[Start of SELECTED EXCERPT]

I handle the light fall off in lightroom by selecting the proper lens corrections. Works fairly well. My biggest problem is dust, and the curvature of the negative. I try to balance my focus of the 50 mm lens somewhere between the middle and the edges. It is a compromise at best. Perhaps I could mount the slide in glass mounts, but then it would take me forever to scan a box of 144 slides. Oh well, I will keep ploding away and hopefully find ways to improve my technique.


Thanks for all the info.

Akitadog



thank you Akitadog

While it is true that a dedicated scanner will deliver better results, the dslr-macrotube-enlargerhead set-up is significantly cheaper. When done right, the results can be nearly as good as a coolscan.

If you build your own set-up, you can avoid a lot of dust if you don't use a glass plate to rest your negatives upon : air both above and below the negative make it much easier to blow the dust away. Pointing the emulsion towards the lens eliminates one layer of transparency between the negative and the copy. And if the negative should keep some of it's natural curve, when pressed flat by its' sides, the curve is in the direction of whatever spherical aberration remains in some lenses. I suspect that is why my 18-55 dx zoom works so well in my set-up.

One could even try to even out the light fall-off in the corners of some lenses : the negative will be a little less dense in the corners, so reproducing that same light fall-off in your light source should even out the scans. But that is another fiddle. And for a given lens, fall-off will vary with the aperture used, so that makes it very fiddly, except if one is slightly obsessive-compulsive.
 
I really like your photos Lukitas,
both these ones and the earlier ones you showed with your people in the streets shots. It's very different to where I live! The old and new film shots I have been working on with the Mark III are on the web now at:
http://members.iinet.net.au/~fingon/mckinnon/dumbleyung/return_to_black_duck_site.html
I work around the focus changes issues with autofocus now on my 40 micro lens by pushing the focus spot to the area that I want to be sharpest. I don't think I get much noticeable light fall-off with the Meopta Opemus head I am using because the condensers are huge.

[End of SELECTED EXCERPT]
[Start of RECORDED DATA]

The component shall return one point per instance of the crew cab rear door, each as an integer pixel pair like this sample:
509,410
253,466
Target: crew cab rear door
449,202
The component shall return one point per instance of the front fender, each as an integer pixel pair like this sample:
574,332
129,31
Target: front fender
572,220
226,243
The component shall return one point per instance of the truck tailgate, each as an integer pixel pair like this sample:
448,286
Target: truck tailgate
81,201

[End of RECORDED DATA]
[Start of RECORDED DATA]

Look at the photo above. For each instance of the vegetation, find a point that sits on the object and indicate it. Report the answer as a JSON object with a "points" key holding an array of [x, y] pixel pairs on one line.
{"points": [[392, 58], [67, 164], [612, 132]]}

[End of RECORDED DATA]

**WORK TO DO:**
**A.** In the film-scanning discussion, what drawback does the first poster see in mounting the slides in glass mounts?
**B.** Does each statement agree with the film-scanning discussion? (i) The first poster focuses with a 50 mm lens. (ii) Resting negatives on a glass plate helps keep dust away. (iii) The camera-based set-up is described as cheaper than a dedicated scanner.
**C.** Extend the film-scanning discussion from its last sentence.

**THE RESPONSES:**
**A.** It would take forever to scan a box of 144 slides.

**B.**
(i) Yes: "I try to balance my focus of the 50 mm lens somewhere between the middle and the edges."
(ii) No: "you can avoid a lot of dust if you don't use a glass plate to rest your negatives upon"
(iii) Yes: "the dslr-macrotube-enlargerhead set-up is significantly cheaper."

**C.**
 
(snip):
http://members.iinet.net.au/~fingon/mckinnon/dumbleyung/return_to_black_duck_site.html
I work around the focus changes issues with autofocus now on my 40 micro lens by pushing the focus spot to the area that I want to be sharpest. I don't think I get much noticeable light fall-off with the Meopta Opemus head I am using because the condensers are huge.

That is a great series. nostalgia!

And yes, autofocus is a boon. Put the spot on some high contrast,and boom : spot on. lovely.
For light fall off, the 35mm condenser lens was bad. The big six by six is much more even, but with a thin (underexposed) negative, it is noticeable. The negative border should be the blackest part of the positive, but if I get full blacks inside the image area before the borders go black, there must be some light fall off present. It cannot be very much, because it doesn't happen with (slightly) overexposed negatives.
I do get the impression that it is easier to 'save' a sub-par negative in the digital darkroom than in the wet, but it has been a very long time since I last smelled developer and fixative.
 
Ruminations on post-processing.

Ruminations on post-processing.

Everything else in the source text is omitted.